> **LISTED RECORDS**:

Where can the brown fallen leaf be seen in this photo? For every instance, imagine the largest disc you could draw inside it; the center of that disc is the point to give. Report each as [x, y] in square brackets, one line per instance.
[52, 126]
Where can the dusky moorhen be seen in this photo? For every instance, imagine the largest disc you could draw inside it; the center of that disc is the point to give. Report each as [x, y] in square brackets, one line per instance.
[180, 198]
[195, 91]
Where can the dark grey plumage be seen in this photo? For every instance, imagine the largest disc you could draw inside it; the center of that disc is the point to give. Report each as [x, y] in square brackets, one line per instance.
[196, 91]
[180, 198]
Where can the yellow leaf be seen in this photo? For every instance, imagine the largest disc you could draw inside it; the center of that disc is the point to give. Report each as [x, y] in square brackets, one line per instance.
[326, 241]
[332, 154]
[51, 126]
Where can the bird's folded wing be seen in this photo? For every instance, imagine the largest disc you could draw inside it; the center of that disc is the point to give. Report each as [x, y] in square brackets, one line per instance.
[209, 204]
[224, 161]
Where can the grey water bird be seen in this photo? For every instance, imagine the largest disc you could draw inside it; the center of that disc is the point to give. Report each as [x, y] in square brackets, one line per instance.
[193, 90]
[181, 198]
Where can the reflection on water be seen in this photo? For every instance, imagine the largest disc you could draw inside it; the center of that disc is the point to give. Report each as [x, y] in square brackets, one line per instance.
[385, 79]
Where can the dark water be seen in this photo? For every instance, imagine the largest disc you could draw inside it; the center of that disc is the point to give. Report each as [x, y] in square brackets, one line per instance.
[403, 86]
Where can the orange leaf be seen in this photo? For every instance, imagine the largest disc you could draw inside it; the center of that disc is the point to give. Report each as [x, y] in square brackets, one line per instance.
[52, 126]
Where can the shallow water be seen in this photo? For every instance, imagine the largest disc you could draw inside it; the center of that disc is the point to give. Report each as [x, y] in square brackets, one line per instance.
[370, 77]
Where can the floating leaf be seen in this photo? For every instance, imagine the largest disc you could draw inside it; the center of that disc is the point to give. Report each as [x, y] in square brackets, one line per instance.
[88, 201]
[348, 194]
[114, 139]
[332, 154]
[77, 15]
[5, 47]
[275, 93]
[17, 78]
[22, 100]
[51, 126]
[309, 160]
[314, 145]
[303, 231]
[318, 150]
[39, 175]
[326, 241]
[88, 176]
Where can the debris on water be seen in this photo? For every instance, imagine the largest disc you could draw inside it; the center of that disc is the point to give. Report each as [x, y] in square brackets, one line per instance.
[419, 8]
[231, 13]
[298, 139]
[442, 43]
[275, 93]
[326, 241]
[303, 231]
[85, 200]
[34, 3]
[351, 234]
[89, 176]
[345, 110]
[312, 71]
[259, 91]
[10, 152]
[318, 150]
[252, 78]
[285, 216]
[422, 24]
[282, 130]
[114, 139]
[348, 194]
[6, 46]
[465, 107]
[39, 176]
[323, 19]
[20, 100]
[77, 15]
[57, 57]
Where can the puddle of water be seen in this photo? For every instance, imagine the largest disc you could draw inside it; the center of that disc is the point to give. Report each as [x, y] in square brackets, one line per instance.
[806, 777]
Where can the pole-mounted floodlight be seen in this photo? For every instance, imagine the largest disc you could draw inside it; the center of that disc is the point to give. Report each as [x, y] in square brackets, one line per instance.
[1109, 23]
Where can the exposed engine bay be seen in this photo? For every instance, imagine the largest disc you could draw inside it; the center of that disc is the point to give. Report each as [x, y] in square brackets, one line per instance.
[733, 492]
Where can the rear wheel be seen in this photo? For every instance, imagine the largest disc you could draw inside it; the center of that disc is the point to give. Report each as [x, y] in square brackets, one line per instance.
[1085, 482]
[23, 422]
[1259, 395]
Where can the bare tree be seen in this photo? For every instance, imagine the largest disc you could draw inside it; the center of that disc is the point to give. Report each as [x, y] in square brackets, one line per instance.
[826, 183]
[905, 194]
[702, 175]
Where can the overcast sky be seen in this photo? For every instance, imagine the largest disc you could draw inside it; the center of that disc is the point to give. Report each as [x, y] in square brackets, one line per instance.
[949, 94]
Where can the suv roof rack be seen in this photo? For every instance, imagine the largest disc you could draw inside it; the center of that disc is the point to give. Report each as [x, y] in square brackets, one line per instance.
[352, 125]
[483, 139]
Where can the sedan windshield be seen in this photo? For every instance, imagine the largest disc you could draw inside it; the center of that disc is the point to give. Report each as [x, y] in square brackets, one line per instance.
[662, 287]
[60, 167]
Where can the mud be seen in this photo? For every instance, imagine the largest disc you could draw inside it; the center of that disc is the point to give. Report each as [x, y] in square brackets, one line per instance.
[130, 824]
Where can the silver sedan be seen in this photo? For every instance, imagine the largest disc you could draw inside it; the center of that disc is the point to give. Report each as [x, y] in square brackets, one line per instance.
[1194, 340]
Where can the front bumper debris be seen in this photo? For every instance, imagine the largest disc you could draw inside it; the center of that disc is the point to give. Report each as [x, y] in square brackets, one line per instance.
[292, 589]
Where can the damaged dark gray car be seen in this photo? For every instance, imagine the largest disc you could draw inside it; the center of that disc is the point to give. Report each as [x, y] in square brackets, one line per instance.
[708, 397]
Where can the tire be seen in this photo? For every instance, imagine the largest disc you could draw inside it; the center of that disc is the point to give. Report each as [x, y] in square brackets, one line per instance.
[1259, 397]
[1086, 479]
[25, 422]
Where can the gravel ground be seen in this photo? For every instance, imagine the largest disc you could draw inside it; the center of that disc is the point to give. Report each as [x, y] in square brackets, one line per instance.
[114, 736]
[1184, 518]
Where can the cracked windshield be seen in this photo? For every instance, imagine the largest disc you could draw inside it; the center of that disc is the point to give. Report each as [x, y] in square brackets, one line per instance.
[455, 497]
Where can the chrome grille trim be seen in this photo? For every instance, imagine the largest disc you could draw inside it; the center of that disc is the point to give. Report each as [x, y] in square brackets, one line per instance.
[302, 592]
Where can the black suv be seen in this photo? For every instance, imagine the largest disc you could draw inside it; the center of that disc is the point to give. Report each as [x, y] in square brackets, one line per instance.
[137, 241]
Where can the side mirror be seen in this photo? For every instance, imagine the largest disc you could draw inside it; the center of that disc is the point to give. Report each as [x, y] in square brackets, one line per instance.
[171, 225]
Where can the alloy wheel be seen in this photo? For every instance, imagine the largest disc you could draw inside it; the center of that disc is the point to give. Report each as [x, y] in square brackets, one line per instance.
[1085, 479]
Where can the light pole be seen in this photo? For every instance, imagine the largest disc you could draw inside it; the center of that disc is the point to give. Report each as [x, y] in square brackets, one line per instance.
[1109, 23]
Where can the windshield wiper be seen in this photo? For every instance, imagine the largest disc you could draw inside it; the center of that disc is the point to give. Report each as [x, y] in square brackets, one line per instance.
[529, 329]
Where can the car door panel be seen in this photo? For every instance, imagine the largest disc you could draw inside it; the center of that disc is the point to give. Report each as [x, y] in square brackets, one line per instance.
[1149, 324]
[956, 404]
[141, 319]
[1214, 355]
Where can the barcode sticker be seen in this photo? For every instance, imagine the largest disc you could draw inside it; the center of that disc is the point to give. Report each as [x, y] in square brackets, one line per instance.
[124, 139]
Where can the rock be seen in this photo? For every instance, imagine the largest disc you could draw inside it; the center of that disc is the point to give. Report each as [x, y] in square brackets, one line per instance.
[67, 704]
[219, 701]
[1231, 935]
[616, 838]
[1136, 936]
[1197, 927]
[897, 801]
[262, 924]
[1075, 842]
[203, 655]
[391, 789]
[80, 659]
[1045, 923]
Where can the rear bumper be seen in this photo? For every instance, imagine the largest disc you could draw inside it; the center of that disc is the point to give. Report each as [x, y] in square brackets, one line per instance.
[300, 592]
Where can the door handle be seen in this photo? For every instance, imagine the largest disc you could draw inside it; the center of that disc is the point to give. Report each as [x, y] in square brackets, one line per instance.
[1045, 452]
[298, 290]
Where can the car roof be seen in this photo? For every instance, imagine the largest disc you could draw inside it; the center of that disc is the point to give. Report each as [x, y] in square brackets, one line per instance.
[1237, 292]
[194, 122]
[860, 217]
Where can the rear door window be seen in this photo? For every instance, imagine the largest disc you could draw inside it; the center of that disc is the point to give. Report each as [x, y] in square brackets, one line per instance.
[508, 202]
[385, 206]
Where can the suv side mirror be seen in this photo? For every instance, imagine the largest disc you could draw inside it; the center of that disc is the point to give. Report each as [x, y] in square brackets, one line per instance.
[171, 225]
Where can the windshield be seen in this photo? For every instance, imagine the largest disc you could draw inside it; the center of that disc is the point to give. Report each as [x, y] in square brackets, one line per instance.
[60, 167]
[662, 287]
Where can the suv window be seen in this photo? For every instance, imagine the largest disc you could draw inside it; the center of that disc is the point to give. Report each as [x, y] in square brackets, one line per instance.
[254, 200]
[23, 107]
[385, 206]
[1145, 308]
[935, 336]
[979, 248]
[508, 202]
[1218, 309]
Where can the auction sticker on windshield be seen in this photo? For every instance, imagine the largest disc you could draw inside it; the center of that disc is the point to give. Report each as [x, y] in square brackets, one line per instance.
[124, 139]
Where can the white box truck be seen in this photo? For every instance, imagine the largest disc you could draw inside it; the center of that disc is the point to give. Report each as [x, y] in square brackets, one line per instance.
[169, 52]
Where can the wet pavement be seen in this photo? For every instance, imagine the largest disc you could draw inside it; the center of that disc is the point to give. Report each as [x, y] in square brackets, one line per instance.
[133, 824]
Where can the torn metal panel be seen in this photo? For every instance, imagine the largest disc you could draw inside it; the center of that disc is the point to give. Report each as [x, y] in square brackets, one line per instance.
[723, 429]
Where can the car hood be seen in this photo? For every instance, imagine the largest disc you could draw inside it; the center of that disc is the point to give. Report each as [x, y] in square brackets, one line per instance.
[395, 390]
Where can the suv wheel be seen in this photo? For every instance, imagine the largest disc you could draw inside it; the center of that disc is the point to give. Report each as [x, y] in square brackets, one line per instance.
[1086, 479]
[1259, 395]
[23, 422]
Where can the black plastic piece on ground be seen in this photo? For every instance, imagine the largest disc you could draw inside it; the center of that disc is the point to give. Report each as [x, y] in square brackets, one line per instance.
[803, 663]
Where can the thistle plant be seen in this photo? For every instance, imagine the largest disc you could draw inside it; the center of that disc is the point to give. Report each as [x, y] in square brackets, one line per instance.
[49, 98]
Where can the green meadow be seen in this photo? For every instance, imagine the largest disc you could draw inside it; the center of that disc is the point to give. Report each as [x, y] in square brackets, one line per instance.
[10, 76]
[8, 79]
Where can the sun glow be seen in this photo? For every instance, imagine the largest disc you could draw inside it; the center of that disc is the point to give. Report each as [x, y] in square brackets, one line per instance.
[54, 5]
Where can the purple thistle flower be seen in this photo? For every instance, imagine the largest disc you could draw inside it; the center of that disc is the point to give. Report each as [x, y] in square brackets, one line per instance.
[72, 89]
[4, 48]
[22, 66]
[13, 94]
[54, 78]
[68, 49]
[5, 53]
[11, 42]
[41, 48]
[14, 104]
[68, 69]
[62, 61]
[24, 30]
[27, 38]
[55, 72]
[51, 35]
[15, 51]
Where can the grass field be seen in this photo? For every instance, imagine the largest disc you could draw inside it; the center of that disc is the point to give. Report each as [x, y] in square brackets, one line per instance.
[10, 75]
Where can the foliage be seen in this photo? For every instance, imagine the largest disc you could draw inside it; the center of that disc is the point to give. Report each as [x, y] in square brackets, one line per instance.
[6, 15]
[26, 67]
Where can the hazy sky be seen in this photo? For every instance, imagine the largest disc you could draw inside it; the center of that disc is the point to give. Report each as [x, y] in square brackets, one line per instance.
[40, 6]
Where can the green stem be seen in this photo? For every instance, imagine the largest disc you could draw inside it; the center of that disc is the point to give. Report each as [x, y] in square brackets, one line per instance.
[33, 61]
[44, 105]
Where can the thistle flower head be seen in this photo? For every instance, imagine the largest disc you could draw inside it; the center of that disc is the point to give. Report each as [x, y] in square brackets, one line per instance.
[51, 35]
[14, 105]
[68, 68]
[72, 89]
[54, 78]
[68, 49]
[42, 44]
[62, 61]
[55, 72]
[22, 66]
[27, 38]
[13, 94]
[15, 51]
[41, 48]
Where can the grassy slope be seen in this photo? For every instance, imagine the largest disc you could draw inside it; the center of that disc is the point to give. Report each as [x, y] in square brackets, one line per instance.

> **ASSIGNED TASK**: The response should hold only an exact repeat of the lines from the one with "Where can the thistle flower" to the final line of the listing above.

> **SOLUTION FOR THIS PROBLEM**:
Where can the thistle flower head be seen in this photo? For every instance, imagine the largest disc you could draw inside it; the center of that disc is the point to give. Report each as [x, y] in square brackets, one line per instance.
[51, 35]
[14, 105]
[68, 68]
[72, 89]
[54, 78]
[68, 49]
[42, 44]
[62, 61]
[55, 72]
[22, 66]
[27, 38]
[13, 94]
[15, 51]
[41, 48]
Where can the grassy slope be seen in this photo? For every instance, imagine the largest disc you could draw inside it; the center of that disc is the point to give. Report each as [x, y] in square brackets, one line per instance.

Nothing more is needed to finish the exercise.